▸ PROBLEM DESCRIPTION
Repeat exactly each line of the data provided below.
━━━ MATERIAL SUPPLIED ━━━
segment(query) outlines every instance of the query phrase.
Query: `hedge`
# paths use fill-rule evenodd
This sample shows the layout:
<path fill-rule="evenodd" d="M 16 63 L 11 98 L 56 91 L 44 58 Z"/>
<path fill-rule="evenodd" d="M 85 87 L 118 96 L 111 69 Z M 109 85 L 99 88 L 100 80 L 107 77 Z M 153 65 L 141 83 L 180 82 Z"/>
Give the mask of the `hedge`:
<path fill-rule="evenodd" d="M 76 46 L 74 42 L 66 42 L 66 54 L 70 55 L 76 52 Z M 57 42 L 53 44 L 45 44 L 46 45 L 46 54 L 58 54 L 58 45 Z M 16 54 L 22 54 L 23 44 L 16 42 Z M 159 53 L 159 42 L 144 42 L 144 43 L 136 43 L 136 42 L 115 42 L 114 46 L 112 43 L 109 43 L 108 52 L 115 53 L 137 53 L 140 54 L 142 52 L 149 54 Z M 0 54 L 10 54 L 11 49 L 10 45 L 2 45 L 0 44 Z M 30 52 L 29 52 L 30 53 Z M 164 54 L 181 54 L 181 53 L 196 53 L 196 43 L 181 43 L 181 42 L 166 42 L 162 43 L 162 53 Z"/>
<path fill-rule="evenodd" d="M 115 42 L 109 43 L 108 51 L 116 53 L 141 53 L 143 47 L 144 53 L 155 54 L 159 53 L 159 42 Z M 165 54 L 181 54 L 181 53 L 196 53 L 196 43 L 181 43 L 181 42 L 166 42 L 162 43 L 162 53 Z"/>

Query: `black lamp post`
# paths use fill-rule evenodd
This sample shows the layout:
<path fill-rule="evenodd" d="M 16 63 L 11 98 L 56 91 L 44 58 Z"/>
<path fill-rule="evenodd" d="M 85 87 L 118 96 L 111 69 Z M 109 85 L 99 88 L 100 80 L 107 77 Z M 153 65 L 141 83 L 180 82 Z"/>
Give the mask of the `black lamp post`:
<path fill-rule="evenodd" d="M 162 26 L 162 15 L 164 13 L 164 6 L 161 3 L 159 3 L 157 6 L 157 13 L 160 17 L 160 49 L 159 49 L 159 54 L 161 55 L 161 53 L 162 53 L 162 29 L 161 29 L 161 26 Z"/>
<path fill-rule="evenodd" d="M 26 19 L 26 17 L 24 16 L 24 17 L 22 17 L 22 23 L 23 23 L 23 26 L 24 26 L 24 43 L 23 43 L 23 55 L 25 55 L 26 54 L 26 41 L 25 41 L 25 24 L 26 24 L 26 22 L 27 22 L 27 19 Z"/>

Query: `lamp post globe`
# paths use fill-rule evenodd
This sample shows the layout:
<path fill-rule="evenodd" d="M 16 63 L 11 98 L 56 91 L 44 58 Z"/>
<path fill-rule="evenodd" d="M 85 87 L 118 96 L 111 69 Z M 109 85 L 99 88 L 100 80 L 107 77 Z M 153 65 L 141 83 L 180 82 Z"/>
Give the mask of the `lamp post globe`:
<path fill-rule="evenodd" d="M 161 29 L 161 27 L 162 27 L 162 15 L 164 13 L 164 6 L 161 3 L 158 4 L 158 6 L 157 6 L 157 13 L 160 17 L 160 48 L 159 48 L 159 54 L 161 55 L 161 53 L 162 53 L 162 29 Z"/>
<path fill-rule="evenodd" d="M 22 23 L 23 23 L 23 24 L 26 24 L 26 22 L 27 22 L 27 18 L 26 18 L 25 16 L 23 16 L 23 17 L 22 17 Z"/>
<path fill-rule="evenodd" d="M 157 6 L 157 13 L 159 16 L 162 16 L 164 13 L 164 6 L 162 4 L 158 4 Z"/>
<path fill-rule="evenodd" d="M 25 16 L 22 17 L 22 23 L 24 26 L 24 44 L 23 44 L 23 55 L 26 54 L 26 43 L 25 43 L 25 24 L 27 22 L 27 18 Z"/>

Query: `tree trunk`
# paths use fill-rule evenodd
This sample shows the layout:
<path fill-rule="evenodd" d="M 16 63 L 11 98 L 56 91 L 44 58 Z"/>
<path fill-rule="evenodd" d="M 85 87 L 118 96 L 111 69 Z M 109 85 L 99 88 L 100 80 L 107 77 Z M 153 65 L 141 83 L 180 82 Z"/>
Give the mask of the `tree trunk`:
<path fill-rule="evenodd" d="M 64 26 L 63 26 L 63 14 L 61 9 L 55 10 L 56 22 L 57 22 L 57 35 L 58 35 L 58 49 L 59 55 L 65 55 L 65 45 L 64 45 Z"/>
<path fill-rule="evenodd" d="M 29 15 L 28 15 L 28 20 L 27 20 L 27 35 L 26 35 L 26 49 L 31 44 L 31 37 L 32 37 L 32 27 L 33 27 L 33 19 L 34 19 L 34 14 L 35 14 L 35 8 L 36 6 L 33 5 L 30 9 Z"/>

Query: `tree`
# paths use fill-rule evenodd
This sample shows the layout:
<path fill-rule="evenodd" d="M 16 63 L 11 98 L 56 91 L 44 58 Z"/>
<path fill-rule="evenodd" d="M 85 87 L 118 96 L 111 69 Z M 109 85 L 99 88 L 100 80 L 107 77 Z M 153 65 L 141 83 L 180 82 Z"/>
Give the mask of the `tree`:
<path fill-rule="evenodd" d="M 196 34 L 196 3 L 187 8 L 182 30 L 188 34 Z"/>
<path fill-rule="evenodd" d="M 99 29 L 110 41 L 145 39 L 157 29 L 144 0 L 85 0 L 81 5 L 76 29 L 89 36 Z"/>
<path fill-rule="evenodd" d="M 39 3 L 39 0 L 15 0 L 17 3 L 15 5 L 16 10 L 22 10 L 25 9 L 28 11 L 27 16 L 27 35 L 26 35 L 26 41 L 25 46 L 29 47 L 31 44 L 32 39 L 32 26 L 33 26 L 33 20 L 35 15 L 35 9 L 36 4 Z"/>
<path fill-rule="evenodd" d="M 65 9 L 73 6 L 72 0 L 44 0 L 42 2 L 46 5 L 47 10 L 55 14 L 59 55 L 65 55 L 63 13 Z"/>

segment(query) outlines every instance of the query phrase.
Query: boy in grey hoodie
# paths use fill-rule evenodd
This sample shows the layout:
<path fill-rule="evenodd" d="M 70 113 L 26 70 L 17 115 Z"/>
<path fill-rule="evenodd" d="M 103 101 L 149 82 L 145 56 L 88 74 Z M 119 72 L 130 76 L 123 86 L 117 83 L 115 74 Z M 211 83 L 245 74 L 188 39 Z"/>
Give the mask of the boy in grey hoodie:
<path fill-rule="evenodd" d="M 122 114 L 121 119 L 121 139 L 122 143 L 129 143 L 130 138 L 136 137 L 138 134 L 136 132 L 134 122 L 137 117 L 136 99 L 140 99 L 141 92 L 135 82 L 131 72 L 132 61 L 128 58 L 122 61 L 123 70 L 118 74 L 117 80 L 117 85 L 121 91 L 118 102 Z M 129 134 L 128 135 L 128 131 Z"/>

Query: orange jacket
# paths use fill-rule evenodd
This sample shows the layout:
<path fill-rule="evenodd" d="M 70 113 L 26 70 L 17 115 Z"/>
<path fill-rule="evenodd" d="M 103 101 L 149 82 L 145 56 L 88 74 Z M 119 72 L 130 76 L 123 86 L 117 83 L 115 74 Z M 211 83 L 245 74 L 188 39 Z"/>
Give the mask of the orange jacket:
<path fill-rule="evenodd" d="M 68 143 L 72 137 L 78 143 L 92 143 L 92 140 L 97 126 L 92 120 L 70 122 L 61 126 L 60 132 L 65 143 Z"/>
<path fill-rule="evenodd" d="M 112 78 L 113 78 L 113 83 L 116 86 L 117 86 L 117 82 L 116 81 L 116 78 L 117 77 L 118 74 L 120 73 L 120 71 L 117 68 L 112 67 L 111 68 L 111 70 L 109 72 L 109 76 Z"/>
━━━
▸ CORRECT RESULT
segment(query) outlines every instance of the query phrase.
Query: `hedge`
# paths use fill-rule evenodd
This sample shows the layout:
<path fill-rule="evenodd" d="M 16 63 L 11 98 L 56 91 L 44 58 Z"/>
<path fill-rule="evenodd" d="M 85 87 L 118 96 L 111 69 Z M 109 85 L 99 88 L 100 80 L 107 77 Z M 153 65 L 141 83 L 180 82 Z"/>
Give the mask of the `hedge`:
<path fill-rule="evenodd" d="M 76 46 L 74 42 L 66 42 L 66 54 L 70 55 L 76 52 Z M 57 42 L 53 44 L 45 44 L 46 45 L 46 54 L 58 54 L 58 45 Z M 16 54 L 22 54 L 23 44 L 16 42 Z M 159 53 L 159 42 L 144 42 L 144 43 L 136 43 L 136 42 L 115 42 L 114 46 L 112 43 L 109 43 L 108 52 L 115 53 L 137 53 L 140 54 L 142 52 L 149 54 Z M 0 54 L 10 54 L 11 49 L 10 45 L 2 45 L 0 44 Z M 30 52 L 29 52 L 30 53 Z M 164 54 L 181 54 L 181 53 L 196 53 L 196 43 L 181 43 L 181 42 L 166 42 L 162 43 L 162 53 Z"/>
<path fill-rule="evenodd" d="M 115 42 L 109 43 L 108 51 L 116 53 L 141 53 L 143 47 L 144 53 L 155 54 L 159 53 L 159 42 Z M 165 54 L 181 54 L 181 53 L 196 53 L 196 43 L 181 43 L 181 42 L 166 42 L 162 43 L 162 53 Z"/>

Query: `black lamp post`
# paths use fill-rule evenodd
This sample shows the layout:
<path fill-rule="evenodd" d="M 16 63 L 11 98 L 56 91 L 44 58 Z"/>
<path fill-rule="evenodd" d="M 85 87 L 118 96 L 111 69 Z M 109 85 L 99 88 L 100 80 L 107 77 Z M 153 65 L 141 83 L 180 82 Z"/>
Give the mask of the `black lamp post`:
<path fill-rule="evenodd" d="M 162 26 L 162 15 L 164 13 L 164 6 L 161 3 L 159 3 L 157 6 L 157 13 L 160 17 L 160 49 L 159 49 L 159 54 L 161 55 L 161 53 L 162 53 L 162 29 L 161 29 L 161 26 Z"/>
<path fill-rule="evenodd" d="M 26 19 L 26 17 L 24 16 L 24 17 L 22 17 L 22 23 L 23 23 L 23 26 L 24 26 L 24 43 L 23 43 L 23 55 L 25 55 L 26 54 L 26 41 L 25 41 L 25 24 L 26 24 L 26 22 L 27 22 L 27 19 Z"/>

Query: `lamp post globe`
# paths use fill-rule evenodd
This sample shows the layout:
<path fill-rule="evenodd" d="M 16 63 L 11 98 L 56 91 L 44 58 Z"/>
<path fill-rule="evenodd" d="M 85 87 L 118 96 L 111 69 Z M 109 85 L 99 88 L 100 80 L 107 77 Z M 153 65 L 141 83 L 180 82 Z"/>
Give the mask of the `lamp post globe`:
<path fill-rule="evenodd" d="M 161 29 L 161 27 L 162 27 L 162 15 L 164 13 L 164 6 L 161 3 L 158 4 L 158 6 L 157 6 L 157 13 L 160 17 L 160 48 L 159 48 L 159 54 L 161 55 L 161 53 L 162 53 L 162 29 Z"/>
<path fill-rule="evenodd" d="M 22 23 L 23 23 L 23 24 L 26 24 L 26 22 L 27 22 L 27 18 L 26 18 L 25 16 L 23 16 L 23 17 L 22 17 Z"/>
<path fill-rule="evenodd" d="M 157 6 L 157 13 L 159 16 L 162 16 L 164 13 L 164 6 L 162 4 L 158 4 Z"/>
<path fill-rule="evenodd" d="M 25 16 L 22 17 L 22 23 L 24 26 L 24 44 L 23 44 L 23 55 L 26 54 L 26 43 L 25 43 L 25 24 L 27 22 L 27 18 Z"/>

Query: `tree trunk`
# paths use fill-rule evenodd
This sample shows the layout:
<path fill-rule="evenodd" d="M 16 63 L 11 98 L 56 91 L 44 58 Z"/>
<path fill-rule="evenodd" d="M 85 87 L 118 96 L 111 69 Z M 109 85 L 99 88 L 100 80 L 107 77 Z M 153 65 L 141 83 L 180 82 Z"/>
Give the mask of the `tree trunk`:
<path fill-rule="evenodd" d="M 64 26 L 63 26 L 63 14 L 61 9 L 55 10 L 56 22 L 57 22 L 57 35 L 58 35 L 58 49 L 59 55 L 65 55 L 65 45 L 64 45 Z"/>
<path fill-rule="evenodd" d="M 29 15 L 28 15 L 28 20 L 27 20 L 27 35 L 26 35 L 26 49 L 31 44 L 31 37 L 32 37 L 32 27 L 33 27 L 33 19 L 34 19 L 34 14 L 35 14 L 35 8 L 36 6 L 33 5 L 30 9 Z"/>

Query: `tree`
# paths use fill-rule evenodd
This sample shows the layout:
<path fill-rule="evenodd" d="M 16 63 L 11 98 L 56 91 L 44 58 Z"/>
<path fill-rule="evenodd" d="M 85 87 L 118 96 L 111 69 Z M 109 85 L 99 88 L 100 80 L 107 77 Z M 153 65 L 141 83 L 180 82 Z"/>
Give the mask of the `tree`:
<path fill-rule="evenodd" d="M 196 34 L 196 3 L 187 8 L 182 30 L 188 34 Z"/>
<path fill-rule="evenodd" d="M 99 29 L 110 41 L 145 39 L 157 29 L 144 0 L 85 0 L 81 5 L 76 29 L 89 36 Z"/>
<path fill-rule="evenodd" d="M 39 3 L 39 0 L 15 0 L 17 3 L 15 5 L 16 10 L 22 10 L 25 9 L 28 11 L 27 16 L 27 35 L 26 35 L 26 41 L 25 46 L 29 47 L 31 44 L 32 39 L 32 26 L 33 26 L 33 20 L 35 15 L 35 9 L 36 4 Z"/>
<path fill-rule="evenodd" d="M 65 9 L 73 6 L 72 0 L 44 0 L 42 2 L 46 5 L 47 10 L 55 14 L 59 55 L 65 55 L 63 13 Z"/>

segment(query) outlines every instance of the query phrase.
Query: boy in grey hoodie
# paths use fill-rule evenodd
This sample shows the layout:
<path fill-rule="evenodd" d="M 70 113 L 26 70 L 17 115 Z"/>
<path fill-rule="evenodd" d="M 103 101 L 149 82 L 145 56 L 88 74 Z M 119 72 L 130 76 L 123 86 L 117 83 L 115 74 Z M 211 83 L 245 74 L 188 39 Z"/>
Give the mask of the boy in grey hoodie:
<path fill-rule="evenodd" d="M 122 114 L 121 119 L 121 139 L 122 143 L 129 143 L 130 138 L 136 137 L 138 134 L 136 132 L 134 122 L 137 117 L 136 99 L 140 99 L 141 92 L 135 82 L 131 72 L 132 61 L 128 58 L 122 61 L 123 70 L 118 74 L 117 80 L 117 85 L 121 91 L 118 102 Z M 129 134 L 128 135 L 128 131 Z"/>

Query: orange jacket
# paths use fill-rule evenodd
This sample shows the layout:
<path fill-rule="evenodd" d="M 70 113 L 26 70 L 17 115 Z"/>
<path fill-rule="evenodd" d="M 103 101 L 149 82 L 145 56 L 88 74 Z M 119 72 L 130 76 L 123 86 L 117 83 L 115 74 Z M 211 83 L 245 74 L 188 39 Z"/>
Give the mask of the orange jacket:
<path fill-rule="evenodd" d="M 68 143 L 72 137 L 78 143 L 92 143 L 92 140 L 97 126 L 92 120 L 70 122 L 61 126 L 60 132 L 65 143 Z"/>
<path fill-rule="evenodd" d="M 112 78 L 113 78 L 113 83 L 116 86 L 117 86 L 117 82 L 116 81 L 116 78 L 117 77 L 118 74 L 120 73 L 120 71 L 117 68 L 112 67 L 111 68 L 111 70 L 109 72 L 109 76 Z"/>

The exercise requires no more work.